:: Task goal ::
A verbatim reprint of the records below is what this exercise asks for.

─── Supplied records ───

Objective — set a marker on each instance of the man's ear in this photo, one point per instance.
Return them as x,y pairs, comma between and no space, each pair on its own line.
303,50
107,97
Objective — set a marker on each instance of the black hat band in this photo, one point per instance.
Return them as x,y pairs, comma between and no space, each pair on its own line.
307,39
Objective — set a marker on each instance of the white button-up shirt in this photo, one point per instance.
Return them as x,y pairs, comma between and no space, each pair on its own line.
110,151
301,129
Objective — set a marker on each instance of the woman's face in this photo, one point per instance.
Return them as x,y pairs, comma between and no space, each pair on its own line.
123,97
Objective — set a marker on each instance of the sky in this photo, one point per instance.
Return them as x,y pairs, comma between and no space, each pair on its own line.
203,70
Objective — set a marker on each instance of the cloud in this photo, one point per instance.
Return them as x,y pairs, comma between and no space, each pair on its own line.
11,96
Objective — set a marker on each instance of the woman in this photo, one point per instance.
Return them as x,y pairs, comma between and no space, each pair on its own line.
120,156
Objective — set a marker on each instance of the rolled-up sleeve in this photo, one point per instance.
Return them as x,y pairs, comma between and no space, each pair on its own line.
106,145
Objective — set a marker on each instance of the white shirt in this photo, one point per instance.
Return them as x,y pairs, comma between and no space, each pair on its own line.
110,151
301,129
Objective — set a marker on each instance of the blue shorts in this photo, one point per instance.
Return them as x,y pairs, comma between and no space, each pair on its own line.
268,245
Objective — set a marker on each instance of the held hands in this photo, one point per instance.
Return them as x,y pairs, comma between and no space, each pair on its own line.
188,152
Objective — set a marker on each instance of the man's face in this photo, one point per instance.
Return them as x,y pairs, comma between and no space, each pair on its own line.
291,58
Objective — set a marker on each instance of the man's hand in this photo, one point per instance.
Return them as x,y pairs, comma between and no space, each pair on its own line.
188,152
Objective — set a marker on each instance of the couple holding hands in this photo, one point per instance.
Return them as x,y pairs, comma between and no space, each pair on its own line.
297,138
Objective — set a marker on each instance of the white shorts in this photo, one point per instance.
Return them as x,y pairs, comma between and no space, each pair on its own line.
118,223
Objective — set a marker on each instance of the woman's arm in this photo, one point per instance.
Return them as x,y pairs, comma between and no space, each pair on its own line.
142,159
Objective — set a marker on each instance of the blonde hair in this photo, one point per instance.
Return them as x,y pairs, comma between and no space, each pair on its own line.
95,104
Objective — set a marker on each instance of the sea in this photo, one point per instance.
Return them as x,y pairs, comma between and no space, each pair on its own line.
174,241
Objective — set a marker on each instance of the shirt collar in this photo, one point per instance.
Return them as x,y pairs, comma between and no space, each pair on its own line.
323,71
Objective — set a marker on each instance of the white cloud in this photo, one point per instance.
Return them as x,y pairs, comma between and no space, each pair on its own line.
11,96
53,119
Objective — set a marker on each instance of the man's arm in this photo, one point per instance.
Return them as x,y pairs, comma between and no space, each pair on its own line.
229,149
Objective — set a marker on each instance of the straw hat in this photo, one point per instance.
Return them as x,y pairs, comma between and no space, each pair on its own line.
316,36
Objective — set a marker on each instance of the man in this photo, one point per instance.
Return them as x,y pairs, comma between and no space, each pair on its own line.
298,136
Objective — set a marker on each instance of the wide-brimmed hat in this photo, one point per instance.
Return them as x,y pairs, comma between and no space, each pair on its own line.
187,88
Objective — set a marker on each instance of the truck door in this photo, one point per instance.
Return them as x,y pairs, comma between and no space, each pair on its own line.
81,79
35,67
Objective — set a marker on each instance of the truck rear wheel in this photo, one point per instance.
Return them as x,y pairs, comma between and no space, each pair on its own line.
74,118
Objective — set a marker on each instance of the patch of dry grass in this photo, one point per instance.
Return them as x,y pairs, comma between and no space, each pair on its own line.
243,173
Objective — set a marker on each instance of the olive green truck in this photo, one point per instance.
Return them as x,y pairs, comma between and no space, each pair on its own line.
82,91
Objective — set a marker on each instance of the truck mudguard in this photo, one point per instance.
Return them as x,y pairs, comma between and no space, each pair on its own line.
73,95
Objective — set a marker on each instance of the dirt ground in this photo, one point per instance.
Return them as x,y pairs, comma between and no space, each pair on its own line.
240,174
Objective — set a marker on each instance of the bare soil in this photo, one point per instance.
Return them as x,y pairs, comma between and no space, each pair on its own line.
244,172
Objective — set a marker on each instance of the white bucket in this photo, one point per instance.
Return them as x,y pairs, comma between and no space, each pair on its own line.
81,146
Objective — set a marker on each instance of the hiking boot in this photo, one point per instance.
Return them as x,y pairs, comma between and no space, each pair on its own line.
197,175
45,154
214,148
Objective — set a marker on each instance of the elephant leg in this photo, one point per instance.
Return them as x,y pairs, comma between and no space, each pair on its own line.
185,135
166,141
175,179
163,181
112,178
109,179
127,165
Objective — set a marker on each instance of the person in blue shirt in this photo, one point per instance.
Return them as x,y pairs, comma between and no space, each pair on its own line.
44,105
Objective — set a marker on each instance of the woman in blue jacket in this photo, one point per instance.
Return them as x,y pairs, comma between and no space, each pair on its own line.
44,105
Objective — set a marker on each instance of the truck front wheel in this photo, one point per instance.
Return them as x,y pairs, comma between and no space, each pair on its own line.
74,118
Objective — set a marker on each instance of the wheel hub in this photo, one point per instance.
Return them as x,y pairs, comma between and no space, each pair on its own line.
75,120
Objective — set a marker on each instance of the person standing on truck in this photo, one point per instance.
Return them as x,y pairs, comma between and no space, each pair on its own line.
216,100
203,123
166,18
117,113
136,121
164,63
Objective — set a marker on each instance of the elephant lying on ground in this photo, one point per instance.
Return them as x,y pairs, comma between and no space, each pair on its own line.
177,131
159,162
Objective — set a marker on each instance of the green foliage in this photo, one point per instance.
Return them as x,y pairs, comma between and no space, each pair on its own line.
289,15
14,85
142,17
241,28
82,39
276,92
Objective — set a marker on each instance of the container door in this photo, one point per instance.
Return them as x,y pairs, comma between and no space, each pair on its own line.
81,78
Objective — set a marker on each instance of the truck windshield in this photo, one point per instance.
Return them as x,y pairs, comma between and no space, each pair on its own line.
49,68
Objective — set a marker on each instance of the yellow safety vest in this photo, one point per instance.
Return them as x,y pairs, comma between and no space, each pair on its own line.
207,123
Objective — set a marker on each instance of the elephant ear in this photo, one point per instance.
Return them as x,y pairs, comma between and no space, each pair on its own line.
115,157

───

:: Written solution ::
Objective — set a marker on each instance of the man's ear in this photo, one point per instance.
Return them as x,y pairs, comma between and no space, each pair on its own line.
303,50
107,97
Objective — set a marker on each instance of the black hat band in this photo, one point per instance.
Return them as x,y pairs, comma between and no space, each pair on its own line.
307,39
Objective — set a marker on each instance of the white button-up shirt in this photo, one point per instance.
Return them as x,y pairs, comma between and no space, each pair on its own line.
110,151
301,129
Objective — set a marker on each instance of the woman's face in this photo, one point per instance.
Return them as x,y pairs, comma between and no space, each pair on its own line.
123,97
Objective — set a marker on each instance of the sky in this photo, one point per instance.
Return them as x,y pairs, comma between and no space, each pair on its own line.
203,70
Objective — set a marker on each instance of the cloud in this photo, one point per instance.
Return them as x,y pairs, comma between and no space, each pair on its own line.
11,96
Objective — set a marker on each instance of the woman in this photo, one point per instance.
Return them as x,y pairs, comma between and no space, each pair on its own line.
120,156
Objective — set a marker on each instance of the rolled-up sleeve in this photo, one point per instance.
Return them as x,y pairs, comma between and no space, each pair on its own line.
106,145
Objective — set a marker on each instance of the white shirt in this photo, one point per instance.
Return them as x,y pairs, comma between and no space, each pair on its own line.
110,151
301,129
Objective — set a marker on each instance of the blue shorts in this photo, one point per instance.
Return them as x,y pairs, comma between and no space, each pair on its own line.
268,245
Objective — set a marker on each instance of the held hands in this photo, one point per instance.
Return them as x,y pairs, comma between and no space, each pair on its own line.
188,152
Objective — set a marker on each instance of the man's face in this photo, one point per instance.
Return them as x,y pairs, comma between and no space, each pair on its own line.
291,58
Objective — set a marker on each instance of the man's hand in this photo, one point per instance.
Return them as x,y pairs, comma between and no space, each pair on its own line.
188,152
Objective — set a marker on each instance of the couple holding hands in this photo, one point per instance.
Return them as x,y pairs, comma between and no space, each pair on its own line.
297,138
Objective — set a marker on each instance of the white shorts in this photo, one point per instance.
Return them as x,y pairs, comma between and no space, each pair on its own line.
118,223
Objective — set a marker on each instance of the woman's arm in this photo, one point per instance.
Return them as x,y pairs, comma between and no space, each pair on its own line.
142,159
Objective — set a marker on each instance of the blonde hair in this photo, one point per instance.
Return them as x,y pairs, comma between and no space, each pair on its own line.
95,104
Objective — set a marker on each instance of the sea in this photo, one point per instance.
Return them as x,y pairs, comma between and no space, each pair on its own line.
174,241
Objective — set a marker on each instance of the shirt collar in this photo, one point per instance.
Return them as x,y pairs, comma between and no space, each pair on its own line.
323,71
Objective — set a marker on each instance of the white cloud in this photo, one point per instance.
Return them as x,y pairs, comma between and no space, each pair on its own line.
11,96
53,119
Objective — set a marker on each instance of the man's arm in this photo, one point per instance.
Return them as x,y pairs, comma between and no space, each pair on its own line.
229,149
Objective — set a marker on each instance of the straw hat in this photo, one point per instance.
Return them as x,y pairs, comma between and no space, each pair on its own line.
316,36
Objective — set a marker on each instance of the man in this photo, one point per instance.
Return them as x,y pairs, comma between and no space, each pair on its own line.
298,136
Objective — set a marker on each instance of the wide-brimmed hat in this photo, one point per instance.
Return them as x,y pairs, comma between and no space, each pair on its own line.
187,88
Objective — set a marker on each instance of the truck door in this photo, one point per instance.
Return them as x,y pairs, comma between and no space, each pair on its own line.
81,79
35,67
Objective — set a marker on each instance of the truck rear wheel in this photo, one point per instance.
Return them as x,y pairs, comma between and no space, each pair on its own line.
74,118
Objective — set a marker on each instance of the patch of dry grass in this photo, one point per instance.
Return them as x,y pairs, comma between and no space, each pair on its own line.
243,173
Objective — set a marker on each instance of the olive green truck in this photo, one point per instance.
Return them as x,y pairs, comma between and no space, each pair on its own line.
82,91
Objective — set a marker on each instance of the truck mudguard in this photo, one point per instance.
Return them as x,y pairs, comma between and no space, each pair on its own line.
73,95
Objective — set a marker on each instance of the dirt ground in this photo, one point per instance.
Return them as x,y pairs, comma between and no space, each pair on its own line.
240,174
Objective — set a marker on each instance of the bare soil in this photo, one point per instance.
Return them as x,y pairs, comma between and no space, each pair on its own line.
244,172
Objective — set a marker on each instance of the white bucket in this photo, one point per instance.
Return them as x,y pairs, comma between and no space, each pair on its own line.
81,146
Objective — set a marker on each instance of the hiking boot in this photo, one point per instance.
Return them as x,y pairs, comma between and no space, each pair on its own line.
197,175
45,154
214,148
Objective — set a marker on each instance of the elephant leg in this photo, one point per instance.
Return them as x,y pairs, comma between and no space, each pair on its own line.
185,135
166,141
175,179
163,181
112,178
109,179
127,165
Objective — set a marker on each instance of the person in blue shirt in this photo, one point per instance.
Return them as x,y pairs, comma between and no space, each pair on its own line.
44,105
Objective — set a marker on each instance of the woman in blue jacket in this photo, one point per instance.
Return them as x,y pairs, comma between and no space, each pair on its own line.
44,105
Objective — set a marker on each instance of the truck front wheel in this photo, one point per instance.
Return them as x,y pairs, comma between and no space, each pair on its own line.
74,118
Objective — set a marker on each instance of the wheel hub in this photo, one point per instance.
Return them as x,y pairs, comma between and no space, each pair on its own line.
75,120
Objective — set a marker on each instance of the person standing on truck in this photo, one point per instance.
Return them as x,y pairs, comma between and no space, each pair on its own line.
216,100
203,123
166,18
117,113
136,121
164,63
Objective — set a marker on each instance of the elephant lying on ground in this photo, one point per instance.
Return them as x,y pairs, comma between and no space, each pair on its own line.
177,131
159,162
Objective — set a marker on each instance of the green foliage in this photo, one point per instance.
Return them as x,y pairs, comma between and no space, each pair on its own line.
289,15
14,85
142,17
241,28
82,39
276,92
Objective — set a marker on each instance of the container door in this photo, one point per instance.
Return them as x,y pairs, comma between and no space, each pair on its own line.
81,78
Objective — set a marker on each instance of the truck windshield in this photo, one point per instance.
Return them as x,y pairs, comma between and no space, each pair on its own line.
49,68
Objective — set a marker on each instance of the yellow safety vest in this photo, one point per instance.
Return them as x,y pairs, comma between and no space, each pair on its own line.
207,123
Objective — set a marker on each instance of the elephant ear in this photo, one point per instance.
Return them as x,y pairs, comma between and no space, each pair on its own line.
115,157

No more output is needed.